[Stated task A] Reproduce the passage of the Flink GenericRecord thread below, from "Posted to dev@iceberg.apache.org" up to and including "FlinkCompatibilityUtil.toTypeInfo(rowType))".
[Stated task B]
Answer these from the Flink GenericRecord thread below:
(i) What does the original poster's team use as its schema management solution?
(ii) What year is the GitHub issue discussion that the original poster found from?
(iii) Which utility class converts the Iceberg schema into a RowType in the code snippet?

[Page excerpt]
******************************

You are viewing a plain text version of this content. The canonical link for it is here.
Posted to dev@iceberg.apache.org by Steven Wu <st...@gmail.com> on 2022/04/01 02:41:44 UTC

Re: Flink GenericRecord Iceberg Usage

funny that I was just working on this recently. You can plugin this mapper
to the FlinkSink builder
https://gist.github.com/stevenzwu/4b824556973b47178824852083ab7a50

RowType rowType = FlinkSchemaUtil.convert(icebergSchema);
FlinkSink.builderFor(
        dataStream,
        AvroGenericRecordToRowDataMapper.forAvroSchema(avroSchema),
        FlinkCompatibilityUtil.toTypeInfo(rowType))
    .table(table)
    .tableLoader(tableLoader)
    .writeParallelism(parallelism)
    .append();


On Thu, Mar 31, 2022 at 11:32 AM Hailu, Andreas <An...@gs.com>
wrote:

> Hello,
>
>
>
> I’m looking to write a proof of concept incorporating Iceberg into our ETL
> application. We use Avro as our schema management solution, and the Iceberg
> Flink documentation examples only show writing DataStream<Row> and
> DataStream<RowData> types.
>
>
>
> How can this be applied to for DataStream<GenericRecord>? Is there a
> translation step/utility? I found a discussion on an issue from 2020 [2]
> regarding the same thing, but it’s unclear of a solution was reached.
>
>
>
> [1] https://iceberg.apache.org/docs/latest/flink/
>
> [2] https://github.com/apache/iceberg/issues/1885
>
>
>
>
>
> best,
>
> ah
>
>
>
> ------------------------------
>
> Your Personal Data: We may collect and process information about you that
> may be subject to data protection laws. For more information about how we
> use and disclose your personal data, how we protect your information, our
> legal basis to use your information, your rights and who you can contact,
> please refer to: www.gs.com/privacy-notices
>

RE: Flink GenericRecord Iceberg Usage

Posted by "Hailu, Andreas" <An...@gs.com>.
This is great work. Thanks for contributing and sharing, Steven!

******************************

[Provided records]

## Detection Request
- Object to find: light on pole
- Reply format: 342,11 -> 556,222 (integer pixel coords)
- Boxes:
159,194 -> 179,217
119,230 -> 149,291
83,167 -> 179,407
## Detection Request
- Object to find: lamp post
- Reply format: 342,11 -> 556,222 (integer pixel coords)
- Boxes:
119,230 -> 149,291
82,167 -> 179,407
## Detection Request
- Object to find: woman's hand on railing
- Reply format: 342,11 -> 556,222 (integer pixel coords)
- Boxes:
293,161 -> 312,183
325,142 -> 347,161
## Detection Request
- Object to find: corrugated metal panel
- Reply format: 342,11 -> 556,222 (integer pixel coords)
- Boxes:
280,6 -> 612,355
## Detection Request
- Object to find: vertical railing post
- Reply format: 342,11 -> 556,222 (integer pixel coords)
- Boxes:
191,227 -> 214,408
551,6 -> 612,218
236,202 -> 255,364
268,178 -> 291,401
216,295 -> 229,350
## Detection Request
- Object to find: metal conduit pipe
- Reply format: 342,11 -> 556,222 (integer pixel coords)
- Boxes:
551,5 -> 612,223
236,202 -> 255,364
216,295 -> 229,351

******************************

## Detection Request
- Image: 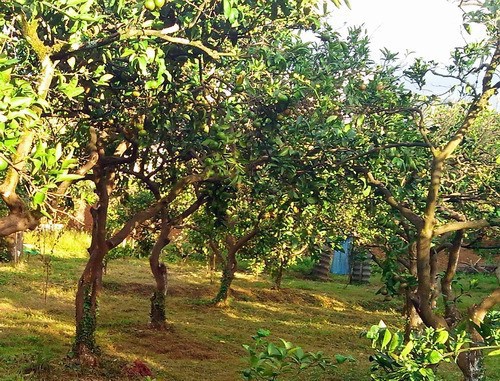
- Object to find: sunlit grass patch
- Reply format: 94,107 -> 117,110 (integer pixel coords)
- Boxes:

******************************

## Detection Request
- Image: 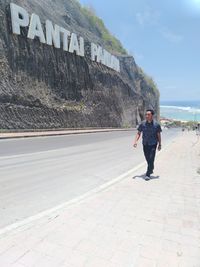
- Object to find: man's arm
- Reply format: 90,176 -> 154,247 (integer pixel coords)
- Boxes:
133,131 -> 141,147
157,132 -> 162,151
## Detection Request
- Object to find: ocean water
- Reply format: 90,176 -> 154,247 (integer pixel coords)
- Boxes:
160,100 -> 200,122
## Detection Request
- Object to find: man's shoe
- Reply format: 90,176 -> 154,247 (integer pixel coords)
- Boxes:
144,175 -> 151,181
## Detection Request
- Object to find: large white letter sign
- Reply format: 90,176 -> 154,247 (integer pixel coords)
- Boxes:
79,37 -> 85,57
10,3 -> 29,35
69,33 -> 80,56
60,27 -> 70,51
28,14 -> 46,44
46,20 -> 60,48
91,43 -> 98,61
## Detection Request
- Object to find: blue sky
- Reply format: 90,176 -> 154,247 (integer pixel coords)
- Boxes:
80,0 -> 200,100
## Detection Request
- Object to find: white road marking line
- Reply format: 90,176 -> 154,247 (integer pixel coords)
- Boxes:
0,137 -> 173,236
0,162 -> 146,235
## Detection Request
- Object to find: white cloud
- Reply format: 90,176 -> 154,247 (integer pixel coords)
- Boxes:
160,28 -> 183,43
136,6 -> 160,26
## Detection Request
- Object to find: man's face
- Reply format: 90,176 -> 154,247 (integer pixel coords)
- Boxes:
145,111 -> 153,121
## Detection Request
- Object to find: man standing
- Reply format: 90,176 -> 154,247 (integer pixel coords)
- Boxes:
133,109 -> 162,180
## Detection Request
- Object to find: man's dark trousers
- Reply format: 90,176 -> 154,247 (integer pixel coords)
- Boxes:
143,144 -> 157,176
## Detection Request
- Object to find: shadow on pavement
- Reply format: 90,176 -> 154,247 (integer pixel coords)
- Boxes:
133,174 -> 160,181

******************************

[Exercise output A]
Posted to dev@iceberg.apache.org by Steven Wu <st...@gmail.com> on 2022/04/01 02:41:44 UTC

Re: Flink GenericRecord Iceberg Usage

funny that I was just working on this recently. You can plugin this mapper
to the FlinkSink builder
https://gist.github.com/stevenzwu/4b824556973b47178824852083ab7a50

RowType rowType = FlinkSchemaUtil.convert(icebergSchema);
FlinkSink.builderFor(
        dataStream,
        AvroGenericRecordToRowDataMapper.forAvroSchema(avroSchema),
        FlinkCompatibilityUtil.toTypeInfo(rowType))

[Exercise output B]
(i) Avro
(ii) 2020
(iii) FlinkSchemaUtil